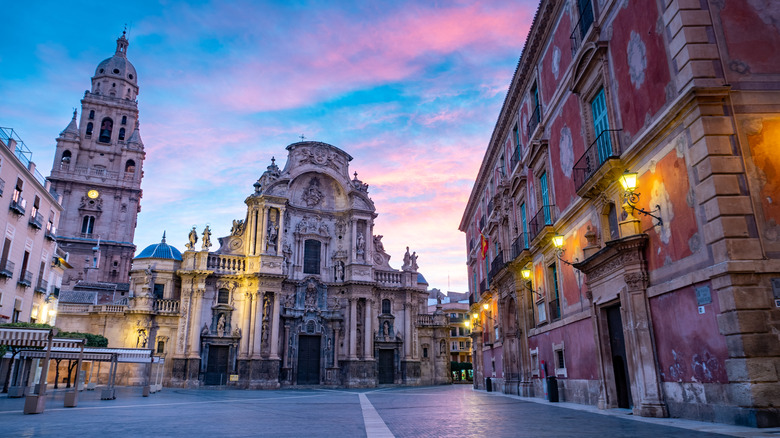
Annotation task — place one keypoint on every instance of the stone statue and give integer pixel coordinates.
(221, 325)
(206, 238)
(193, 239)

++++++

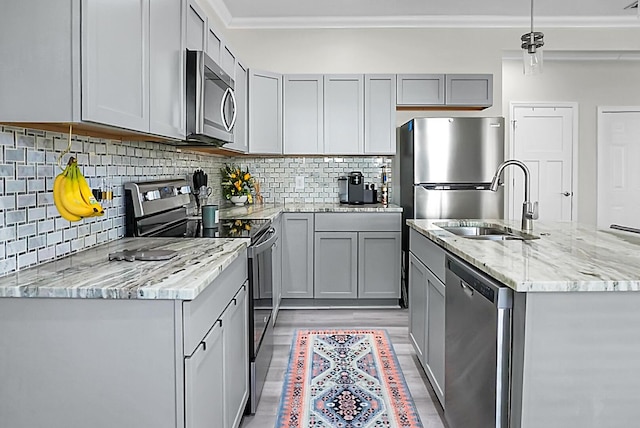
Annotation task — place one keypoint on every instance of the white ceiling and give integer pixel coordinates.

++++++

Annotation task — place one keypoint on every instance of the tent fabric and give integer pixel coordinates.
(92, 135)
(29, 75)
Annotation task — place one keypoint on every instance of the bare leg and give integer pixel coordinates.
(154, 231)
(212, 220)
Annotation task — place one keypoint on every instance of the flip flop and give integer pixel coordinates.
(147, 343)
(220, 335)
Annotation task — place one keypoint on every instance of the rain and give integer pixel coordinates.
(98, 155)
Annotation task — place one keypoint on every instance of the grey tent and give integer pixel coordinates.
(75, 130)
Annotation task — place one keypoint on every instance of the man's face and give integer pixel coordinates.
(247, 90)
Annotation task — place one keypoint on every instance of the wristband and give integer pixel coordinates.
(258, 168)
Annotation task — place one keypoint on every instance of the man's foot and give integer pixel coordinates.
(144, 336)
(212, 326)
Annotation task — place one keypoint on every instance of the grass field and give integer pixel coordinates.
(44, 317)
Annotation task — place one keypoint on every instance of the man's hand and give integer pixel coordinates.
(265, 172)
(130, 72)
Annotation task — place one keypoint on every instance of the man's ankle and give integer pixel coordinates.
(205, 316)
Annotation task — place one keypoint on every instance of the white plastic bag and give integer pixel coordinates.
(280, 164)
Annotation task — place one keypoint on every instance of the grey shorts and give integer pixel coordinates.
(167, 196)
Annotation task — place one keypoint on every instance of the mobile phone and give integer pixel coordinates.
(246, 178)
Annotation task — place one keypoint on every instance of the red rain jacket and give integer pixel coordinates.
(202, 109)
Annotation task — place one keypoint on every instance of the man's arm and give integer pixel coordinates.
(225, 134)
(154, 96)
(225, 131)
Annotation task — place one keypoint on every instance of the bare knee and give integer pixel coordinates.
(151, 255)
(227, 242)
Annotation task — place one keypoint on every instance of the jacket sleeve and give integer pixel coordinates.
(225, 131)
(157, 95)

++++++

*OBJECTIVE*:
Find every line in the records above that contains the word "grey" and copy each one out. Treat uppercase and lowercase letters as different.

*EXPECTED OUTPUT*:
Annotation task — place one keypoint on every instance of the grey tent and give integer pixel coordinates.
Annotation task — place one keypoint on every instance of the grey shorts and give integer pixel coordinates.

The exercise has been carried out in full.